## [Instructions to follow]
Lay out as a Markdown table the lines below, from the line containing "Expected output: the position of each instance of the grassy" through the line containing "Expected output: the position of each instance of the dirt", skipping blank lines. Use two columns, Row and Line, holding a running row number and the full line.

[Start of Records to use]

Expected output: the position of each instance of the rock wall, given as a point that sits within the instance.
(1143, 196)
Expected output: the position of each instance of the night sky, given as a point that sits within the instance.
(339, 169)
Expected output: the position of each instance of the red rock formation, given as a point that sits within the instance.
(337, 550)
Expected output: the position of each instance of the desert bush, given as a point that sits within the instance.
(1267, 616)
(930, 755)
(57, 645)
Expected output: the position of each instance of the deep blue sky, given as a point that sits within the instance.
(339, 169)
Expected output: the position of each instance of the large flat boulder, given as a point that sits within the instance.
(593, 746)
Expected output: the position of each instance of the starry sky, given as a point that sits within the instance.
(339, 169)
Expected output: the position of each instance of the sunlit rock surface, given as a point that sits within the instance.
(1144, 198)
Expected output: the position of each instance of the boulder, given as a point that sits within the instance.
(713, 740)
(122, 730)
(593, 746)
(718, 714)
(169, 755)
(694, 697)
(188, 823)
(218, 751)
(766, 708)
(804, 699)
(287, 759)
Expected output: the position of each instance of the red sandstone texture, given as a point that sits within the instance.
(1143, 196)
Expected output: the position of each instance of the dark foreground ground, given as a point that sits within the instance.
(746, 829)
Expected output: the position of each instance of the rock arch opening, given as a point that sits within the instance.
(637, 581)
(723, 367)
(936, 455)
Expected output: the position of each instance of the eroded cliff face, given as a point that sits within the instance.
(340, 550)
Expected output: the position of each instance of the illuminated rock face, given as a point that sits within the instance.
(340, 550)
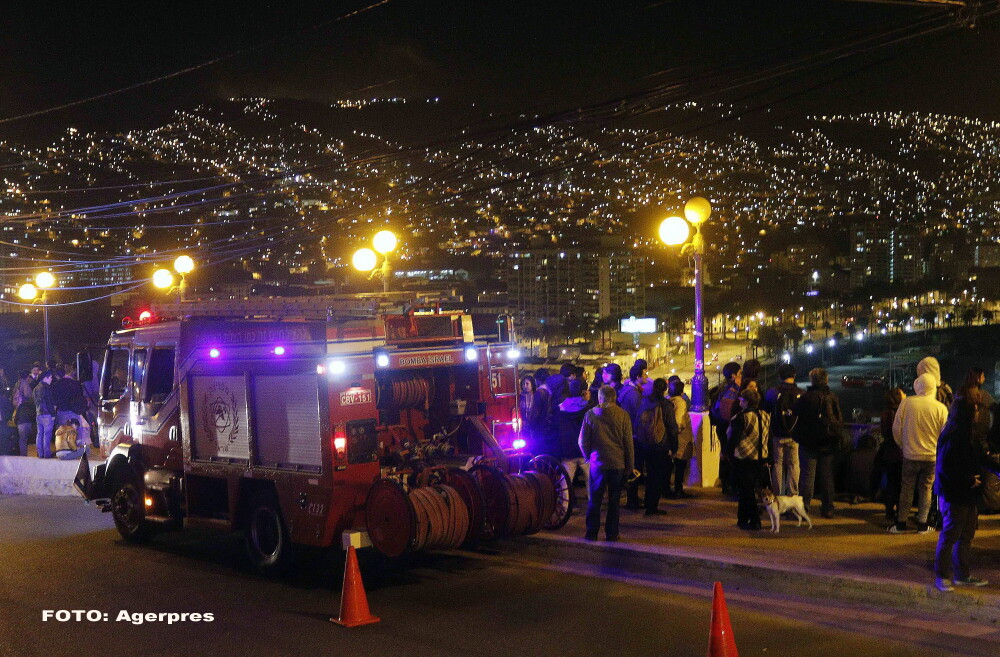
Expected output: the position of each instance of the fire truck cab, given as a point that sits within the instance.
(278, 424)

[End of Records to use]
[Start of Records to use]

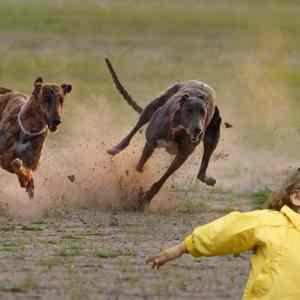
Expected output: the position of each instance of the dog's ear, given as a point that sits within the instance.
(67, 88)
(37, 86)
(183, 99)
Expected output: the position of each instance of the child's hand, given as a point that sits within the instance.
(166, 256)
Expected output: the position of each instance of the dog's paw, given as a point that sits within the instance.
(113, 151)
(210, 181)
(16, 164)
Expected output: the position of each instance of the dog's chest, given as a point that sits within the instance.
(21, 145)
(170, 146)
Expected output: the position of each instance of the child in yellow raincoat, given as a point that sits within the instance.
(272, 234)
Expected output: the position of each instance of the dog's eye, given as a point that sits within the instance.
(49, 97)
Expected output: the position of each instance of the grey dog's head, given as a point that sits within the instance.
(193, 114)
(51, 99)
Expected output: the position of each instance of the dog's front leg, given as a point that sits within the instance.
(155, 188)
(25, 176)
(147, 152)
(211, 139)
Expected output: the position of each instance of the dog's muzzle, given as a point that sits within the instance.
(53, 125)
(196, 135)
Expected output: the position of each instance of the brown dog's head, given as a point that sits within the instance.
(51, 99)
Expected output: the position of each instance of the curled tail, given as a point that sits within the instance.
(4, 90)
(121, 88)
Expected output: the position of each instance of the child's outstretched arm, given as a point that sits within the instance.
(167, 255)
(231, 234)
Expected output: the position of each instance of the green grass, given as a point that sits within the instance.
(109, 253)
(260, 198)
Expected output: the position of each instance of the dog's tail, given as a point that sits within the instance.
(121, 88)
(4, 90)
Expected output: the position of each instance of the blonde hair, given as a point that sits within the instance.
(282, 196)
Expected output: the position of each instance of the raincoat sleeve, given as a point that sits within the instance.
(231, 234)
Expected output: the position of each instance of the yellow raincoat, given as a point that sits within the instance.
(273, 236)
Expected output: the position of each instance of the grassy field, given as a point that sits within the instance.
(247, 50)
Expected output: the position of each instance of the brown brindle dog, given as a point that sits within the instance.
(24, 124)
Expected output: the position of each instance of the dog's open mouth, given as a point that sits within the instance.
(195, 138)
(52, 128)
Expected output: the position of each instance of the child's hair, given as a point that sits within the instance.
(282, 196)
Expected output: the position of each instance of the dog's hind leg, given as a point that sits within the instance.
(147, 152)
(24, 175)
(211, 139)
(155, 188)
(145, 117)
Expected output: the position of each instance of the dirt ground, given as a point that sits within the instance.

[End of Records to use]

## [Task result]
| Row | Line |
|---|---|
| 1 | Expected output: the position of each instance of the grassy field, given as a point that sits within the instance. |
| 2 | (247, 50) |
| 3 | Expected output: the position of each instance of the brown brindle dog, given as a point that sits within the instance. |
| 4 | (24, 124) |
| 5 | Expected output: the position of each instance of the dog's open mouth, given as a point that sits within the instance. |
| 6 | (195, 138) |
| 7 | (52, 128) |
| 8 | Expected output: the position of each instance of the child's hair, given as a point that sits within the instance. |
| 9 | (282, 196) |
| 10 | Expected output: the position of each instance of the dog's hind leg, given as a point that sits within the instance. |
| 11 | (147, 152) |
| 12 | (24, 175) |
| 13 | (211, 139) |
| 14 | (155, 188) |
| 15 | (145, 117) |
| 16 | Expected output: the position of each instance of the dirt ground, given as a point that sits within the instance. |